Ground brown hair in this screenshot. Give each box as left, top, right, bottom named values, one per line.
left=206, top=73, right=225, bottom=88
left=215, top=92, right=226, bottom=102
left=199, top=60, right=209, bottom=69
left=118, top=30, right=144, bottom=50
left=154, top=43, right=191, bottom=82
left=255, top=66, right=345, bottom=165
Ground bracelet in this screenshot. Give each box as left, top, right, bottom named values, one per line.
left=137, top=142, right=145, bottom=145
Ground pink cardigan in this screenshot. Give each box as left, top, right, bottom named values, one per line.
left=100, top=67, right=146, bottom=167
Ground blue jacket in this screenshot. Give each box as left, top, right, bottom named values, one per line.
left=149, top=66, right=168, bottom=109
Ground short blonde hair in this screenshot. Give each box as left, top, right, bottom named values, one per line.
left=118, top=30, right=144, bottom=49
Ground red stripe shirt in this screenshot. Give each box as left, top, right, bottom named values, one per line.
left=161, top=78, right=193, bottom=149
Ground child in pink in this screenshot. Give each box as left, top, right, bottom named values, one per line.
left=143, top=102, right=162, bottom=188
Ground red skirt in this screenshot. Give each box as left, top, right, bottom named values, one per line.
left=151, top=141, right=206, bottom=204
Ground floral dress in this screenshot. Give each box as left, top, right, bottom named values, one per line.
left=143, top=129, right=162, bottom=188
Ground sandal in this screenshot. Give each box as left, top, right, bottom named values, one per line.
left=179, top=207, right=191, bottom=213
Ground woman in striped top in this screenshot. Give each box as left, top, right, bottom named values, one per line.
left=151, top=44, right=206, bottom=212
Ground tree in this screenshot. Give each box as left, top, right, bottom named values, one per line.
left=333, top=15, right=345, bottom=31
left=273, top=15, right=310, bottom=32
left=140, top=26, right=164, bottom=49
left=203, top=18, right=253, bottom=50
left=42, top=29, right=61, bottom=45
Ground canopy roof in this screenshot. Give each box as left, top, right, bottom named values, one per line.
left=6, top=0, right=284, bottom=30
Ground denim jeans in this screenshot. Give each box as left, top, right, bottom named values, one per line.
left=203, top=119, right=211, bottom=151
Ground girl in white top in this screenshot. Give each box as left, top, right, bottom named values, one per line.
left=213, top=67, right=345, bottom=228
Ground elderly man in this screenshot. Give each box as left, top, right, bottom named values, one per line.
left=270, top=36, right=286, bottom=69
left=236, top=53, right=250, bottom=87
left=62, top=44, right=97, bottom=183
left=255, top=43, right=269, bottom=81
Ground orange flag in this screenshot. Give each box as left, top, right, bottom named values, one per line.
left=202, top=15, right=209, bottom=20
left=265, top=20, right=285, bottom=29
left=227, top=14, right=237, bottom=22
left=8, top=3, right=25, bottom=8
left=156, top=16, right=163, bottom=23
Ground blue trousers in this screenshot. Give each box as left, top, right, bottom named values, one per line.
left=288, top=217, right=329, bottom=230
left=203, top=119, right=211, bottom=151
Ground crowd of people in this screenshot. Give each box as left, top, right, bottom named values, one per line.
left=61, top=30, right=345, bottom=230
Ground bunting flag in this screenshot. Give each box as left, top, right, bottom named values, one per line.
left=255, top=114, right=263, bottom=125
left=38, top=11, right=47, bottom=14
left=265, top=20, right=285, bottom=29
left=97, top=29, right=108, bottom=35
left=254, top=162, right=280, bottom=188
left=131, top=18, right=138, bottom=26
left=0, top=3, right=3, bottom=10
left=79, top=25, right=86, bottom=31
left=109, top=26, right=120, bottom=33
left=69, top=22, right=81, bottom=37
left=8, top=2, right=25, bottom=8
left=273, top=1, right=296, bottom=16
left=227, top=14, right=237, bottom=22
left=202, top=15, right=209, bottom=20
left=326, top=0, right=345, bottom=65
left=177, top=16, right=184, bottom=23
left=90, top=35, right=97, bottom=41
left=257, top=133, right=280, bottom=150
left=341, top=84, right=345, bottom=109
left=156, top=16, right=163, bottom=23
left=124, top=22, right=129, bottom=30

...

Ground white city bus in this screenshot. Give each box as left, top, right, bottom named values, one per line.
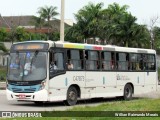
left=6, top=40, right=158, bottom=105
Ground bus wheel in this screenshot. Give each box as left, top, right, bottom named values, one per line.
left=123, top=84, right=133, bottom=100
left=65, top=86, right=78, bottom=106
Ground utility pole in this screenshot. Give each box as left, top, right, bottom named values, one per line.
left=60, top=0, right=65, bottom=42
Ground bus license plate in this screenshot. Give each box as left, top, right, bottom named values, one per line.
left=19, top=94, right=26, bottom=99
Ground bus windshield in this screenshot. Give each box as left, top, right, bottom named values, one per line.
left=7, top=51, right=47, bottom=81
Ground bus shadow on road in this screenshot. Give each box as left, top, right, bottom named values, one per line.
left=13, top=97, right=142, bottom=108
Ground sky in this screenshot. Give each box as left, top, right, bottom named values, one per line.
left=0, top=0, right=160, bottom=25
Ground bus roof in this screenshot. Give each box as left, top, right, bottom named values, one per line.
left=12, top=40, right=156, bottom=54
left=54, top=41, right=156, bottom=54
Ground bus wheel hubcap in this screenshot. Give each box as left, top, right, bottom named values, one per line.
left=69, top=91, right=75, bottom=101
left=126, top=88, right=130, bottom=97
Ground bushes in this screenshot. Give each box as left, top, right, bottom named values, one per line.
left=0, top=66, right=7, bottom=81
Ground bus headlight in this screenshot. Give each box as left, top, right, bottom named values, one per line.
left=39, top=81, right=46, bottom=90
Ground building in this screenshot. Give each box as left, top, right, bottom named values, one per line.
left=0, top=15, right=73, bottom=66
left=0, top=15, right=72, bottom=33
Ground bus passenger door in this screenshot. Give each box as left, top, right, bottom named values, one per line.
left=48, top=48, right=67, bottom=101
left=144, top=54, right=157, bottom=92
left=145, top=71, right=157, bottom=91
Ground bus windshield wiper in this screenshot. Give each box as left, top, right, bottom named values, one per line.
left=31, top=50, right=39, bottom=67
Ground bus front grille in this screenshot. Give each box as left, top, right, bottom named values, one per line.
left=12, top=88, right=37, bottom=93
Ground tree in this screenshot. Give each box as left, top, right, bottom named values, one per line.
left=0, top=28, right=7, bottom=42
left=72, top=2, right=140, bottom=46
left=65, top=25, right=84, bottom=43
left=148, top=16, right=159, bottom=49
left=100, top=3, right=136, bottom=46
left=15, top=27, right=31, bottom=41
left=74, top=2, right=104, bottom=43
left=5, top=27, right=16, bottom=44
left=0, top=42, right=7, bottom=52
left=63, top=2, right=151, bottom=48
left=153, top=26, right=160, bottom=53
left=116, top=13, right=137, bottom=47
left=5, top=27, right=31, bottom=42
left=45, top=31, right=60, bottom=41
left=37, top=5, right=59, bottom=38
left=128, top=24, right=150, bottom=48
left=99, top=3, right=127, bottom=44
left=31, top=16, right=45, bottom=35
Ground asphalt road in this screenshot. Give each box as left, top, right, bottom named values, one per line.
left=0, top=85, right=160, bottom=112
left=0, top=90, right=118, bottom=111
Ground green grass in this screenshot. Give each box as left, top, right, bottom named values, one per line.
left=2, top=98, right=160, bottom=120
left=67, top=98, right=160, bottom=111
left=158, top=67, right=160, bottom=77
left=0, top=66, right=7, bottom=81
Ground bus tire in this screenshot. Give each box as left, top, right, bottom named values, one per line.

==

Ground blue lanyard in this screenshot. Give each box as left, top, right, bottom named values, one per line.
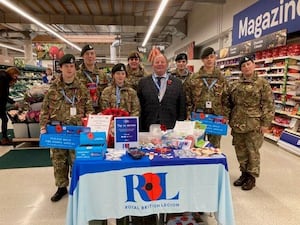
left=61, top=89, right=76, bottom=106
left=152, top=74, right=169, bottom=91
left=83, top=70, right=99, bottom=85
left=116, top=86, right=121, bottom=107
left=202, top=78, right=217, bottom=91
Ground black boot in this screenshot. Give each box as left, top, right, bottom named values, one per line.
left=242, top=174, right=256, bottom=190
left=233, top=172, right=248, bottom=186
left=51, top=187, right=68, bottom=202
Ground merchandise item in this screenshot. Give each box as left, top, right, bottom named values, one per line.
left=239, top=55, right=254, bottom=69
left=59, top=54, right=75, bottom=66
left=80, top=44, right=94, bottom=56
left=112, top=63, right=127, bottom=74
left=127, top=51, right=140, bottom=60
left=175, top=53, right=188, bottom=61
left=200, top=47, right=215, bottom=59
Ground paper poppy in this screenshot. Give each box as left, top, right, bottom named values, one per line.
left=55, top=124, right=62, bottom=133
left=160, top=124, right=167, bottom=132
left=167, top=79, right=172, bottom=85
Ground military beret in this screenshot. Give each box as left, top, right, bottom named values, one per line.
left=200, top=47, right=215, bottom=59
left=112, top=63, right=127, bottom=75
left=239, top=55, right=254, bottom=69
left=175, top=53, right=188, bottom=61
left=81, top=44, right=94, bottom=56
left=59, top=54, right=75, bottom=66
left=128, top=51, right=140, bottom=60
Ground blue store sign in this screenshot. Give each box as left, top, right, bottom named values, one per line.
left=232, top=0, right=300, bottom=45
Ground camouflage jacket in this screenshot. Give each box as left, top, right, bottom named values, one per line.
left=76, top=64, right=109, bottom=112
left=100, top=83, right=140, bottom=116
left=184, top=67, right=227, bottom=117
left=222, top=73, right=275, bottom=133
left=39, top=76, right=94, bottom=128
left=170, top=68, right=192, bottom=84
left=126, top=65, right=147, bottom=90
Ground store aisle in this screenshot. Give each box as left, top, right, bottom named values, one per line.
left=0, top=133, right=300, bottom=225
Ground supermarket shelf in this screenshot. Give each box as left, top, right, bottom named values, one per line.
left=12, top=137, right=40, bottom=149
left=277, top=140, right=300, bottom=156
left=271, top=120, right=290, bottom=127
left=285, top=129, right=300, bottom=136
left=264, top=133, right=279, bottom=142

**Work task**
Out of the material above, output word for word the line with "Ground green grass", the line with "Ground bus tire", and all lines between them, with nothing else.

**Solution to this exercise**
Ground green grass in this screenshot. Give each box as left, top, right, bottom named values, one per line.
left=2, top=98, right=160, bottom=120
left=67, top=98, right=160, bottom=111
left=158, top=67, right=160, bottom=77
left=0, top=66, right=7, bottom=81
Ground bus tire in this screenshot. Give each box as left, top, right, bottom named values, one per line.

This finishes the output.